TEXTAUSZUG:

= = = =

# taz.de -- Betreiber von Flüchtlingsheimen: Opposition droht mit Ausschuss
       
       > In der heutigen Sondersitzung des Sozialausschusses muss Senator Mario
       > Czaja (CDU) zur Affäre um den LaGeSo-Chef Auskunft geben.
       
 (IMG) Bild: Beengt und wenig heimelig, so sind viele Unterkünfte für Flüchtlinge.
       
       Die Opposition zückt ihr schärfstes Schwert: Sozialsenator Mario Czaja
       (CDU) müsse bei der Sondersitzung des Sozialausschusses am Mittwoch alle
       Fragen zum Umgang des Landes mit privaten Betreibern von Flüchtlingsheimen
       beantworten, erklärten die Abgeordneten Canan Bayram (Grüne), Fabio
       Reinhardt (Piraten) und Hakan Tas (Linke) der taz. Andernfalls „überlegen
       wir ernsthaft, einen Untersuchungsausschuss zu machen“, so Bayram. Noch sei
       es aber zu früh, das zu entscheiden, schränkt Reinhardt ein. Ein solcher
       müsse gut vorbereitet und könne nicht von heute auf morgen eingerichtet
       werden. „Aber es gibt genug Material und Vorwürfe, die das rechtfertigen
       würden“, sagt er. Auch Tas mit den Linken wäre dabei, „wenn im Ausschuss
       nicht glaubhaft gemacht wird, dass wir bald alle Antworten bekommen“.
       
       Die Opposition hatte die Sondersitzung des Ausschusses beantragt, weil
       vorige Woche bekannt geworden war, dass die Staatsanwaltschaft gegen Franz
       Allert, den Chef des Landesamts für Gesundheit und Soziales (LaGeSo),
       ermittelt. Allert ist Patenonkel des Geschäftsführers von Gierso, einer
       Firma, die in den letzten zwei Jahren massiv in das Geschäft mit
       Flüchtlingsunterkünften eingestiegen ist. Ein zweiter Anbieter, Pewobe, der
       ebenfalls viele Aufträge vom LaGeSo erhält, hält ein Viertel der Anteile an
       Gierso. Zusammen betreiben beide rund ein Viertel aller Berliner Heime für
       Asylsuchende. Inzwischen wurde die Anzeige auf Czaja ausgeweitet, weil er
       möglicherweise seine Aufsichtspflicht verletzt hat.

= = = =

ERFASSTE DATEN:
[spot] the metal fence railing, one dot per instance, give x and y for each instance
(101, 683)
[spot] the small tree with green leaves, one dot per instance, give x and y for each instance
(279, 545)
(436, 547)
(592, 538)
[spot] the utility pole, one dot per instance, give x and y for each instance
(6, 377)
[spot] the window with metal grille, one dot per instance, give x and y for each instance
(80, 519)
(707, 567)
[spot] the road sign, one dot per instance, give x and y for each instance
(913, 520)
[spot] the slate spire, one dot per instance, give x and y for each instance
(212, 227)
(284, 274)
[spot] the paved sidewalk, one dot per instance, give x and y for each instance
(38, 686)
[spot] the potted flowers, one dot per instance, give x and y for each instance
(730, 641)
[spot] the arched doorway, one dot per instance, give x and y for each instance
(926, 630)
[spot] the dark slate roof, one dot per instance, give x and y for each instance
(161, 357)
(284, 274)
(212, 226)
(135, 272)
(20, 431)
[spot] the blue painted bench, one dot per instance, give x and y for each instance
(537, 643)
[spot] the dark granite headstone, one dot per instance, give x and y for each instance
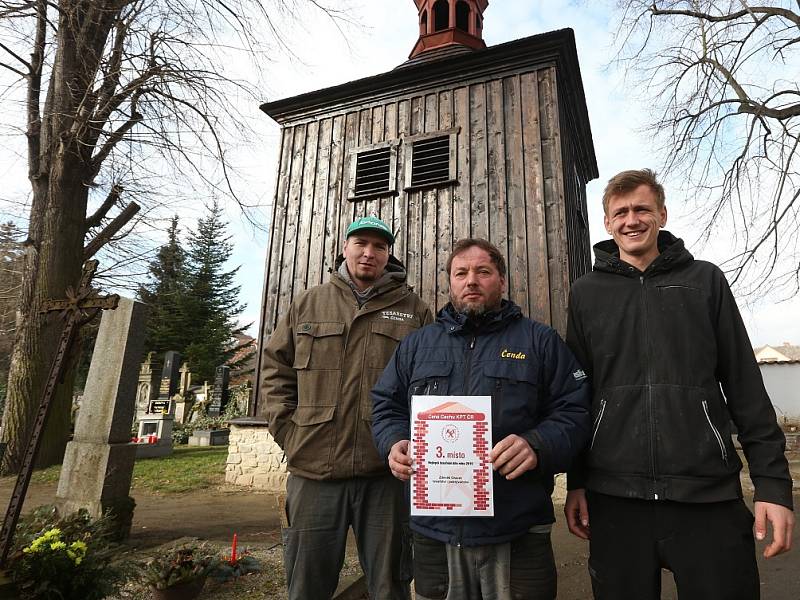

= = = =

AUFGABEN:
1. Welchen Anteil an der Firma Gierso hält Pewobe laut dem Artikel über die Betreiber von Flüchtlingsheimen?
2. Setze den Artikel über die Betreiber von Flüchtlingsheimen nach seinem letzten Satz fort.

ANTWORTEN:
1. Pewobe hält ein Viertel der Anteile an Gierso.

2.
       
       Ungereimtheiten bei Vergabe 
       
       Man beobachte schon seit geraumer Zeit Ungereimtheiten bei der
       Auftragsvergabe und die Nichteinhaltung von Mindeststandards in Heimen,
       sagte Bayram. „Die Vorwürfe gegen Allert sind ein Anlass für uns, das
       umfassend aufzuklären.“ Bau und Betrieb von Flüchtlingsunterkünften seien
       ein lukratives Geschäft – zu Lasten der Flüchtlinge und der Steuerzahler.
       „Für Tagessätze von 20 Euro und mehr pro Tag und Person kann man eigentlich
       ein Luxusappartement in Mitte mieten“, so Bayram. Stattdessen gebe es in
       vielen Heimen einen „miesen Standard“.
       
       Teuer wird es nach ihrer Ansicht unter anderem, weil die Betreiber
       teilweise horrende Baukosten von bis zu einem Drittel des Tagessatzes
       erstattet bekämen. Gleichzeitig sparten sie vielfach an der personellen und
       räumlichen Ausstattung.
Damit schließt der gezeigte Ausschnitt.